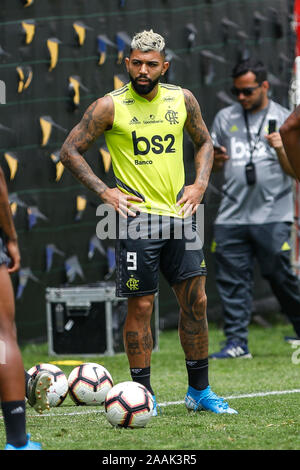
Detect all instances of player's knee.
[128,296,153,320]
[193,292,207,318]
[0,317,17,341]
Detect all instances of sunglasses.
[231,85,261,96]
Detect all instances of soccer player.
[279,106,300,180]
[61,30,236,415]
[0,168,49,450]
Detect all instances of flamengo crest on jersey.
[105,83,187,216]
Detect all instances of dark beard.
[129,74,160,95]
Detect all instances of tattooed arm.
[60,96,142,217]
[177,90,213,215]
[279,106,300,180]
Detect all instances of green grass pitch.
[0,324,300,451]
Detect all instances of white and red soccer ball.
[27,363,69,407]
[68,362,113,405]
[105,382,153,428]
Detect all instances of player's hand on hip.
[101,188,143,218]
[6,240,21,273]
[265,132,283,149]
[176,184,204,217]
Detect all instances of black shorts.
[116,214,207,297]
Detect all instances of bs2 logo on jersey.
[131,131,175,155]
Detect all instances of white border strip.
[10,388,300,418]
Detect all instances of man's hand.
[101,188,143,218]
[176,184,205,217]
[6,240,21,274]
[265,132,283,150]
[212,146,229,171]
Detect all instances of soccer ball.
[68,362,113,405]
[28,364,69,407]
[105,382,153,428]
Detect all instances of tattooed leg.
[173,276,208,359]
[123,295,154,368]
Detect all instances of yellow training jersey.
[105,83,187,216]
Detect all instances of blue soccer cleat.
[184,386,238,414]
[209,341,252,359]
[4,434,42,450]
[152,395,161,416]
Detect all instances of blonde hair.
[131,29,165,53]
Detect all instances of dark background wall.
[0,0,294,341]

GIVEN EXERCISE: Nothing but the lines from the one with "Detect all instances of white border strip." through the last line should be repeated, each exactly as it stands.

THE RESULT:
Detect all instances of white border strip.
[10,388,300,418]
Detect all instances of man's hand.
[101,188,143,218]
[176,184,205,217]
[6,240,21,274]
[265,132,283,150]
[212,146,229,171]
Detect all instances of soccer ball.
[68,362,113,405]
[28,364,69,407]
[105,382,153,428]
Detect all instances of tattooed leg.
[173,276,208,359]
[123,295,154,368]
Detect all instances of yellow training jersey.
[105,83,187,216]
Detect all instances of blue soccer cleat.
[184,386,238,414]
[209,341,252,359]
[4,434,42,450]
[152,395,161,416]
Detect all instances of blonde hair.
[131,29,165,53]
Detect all instances of dark background wall.
[0,0,294,341]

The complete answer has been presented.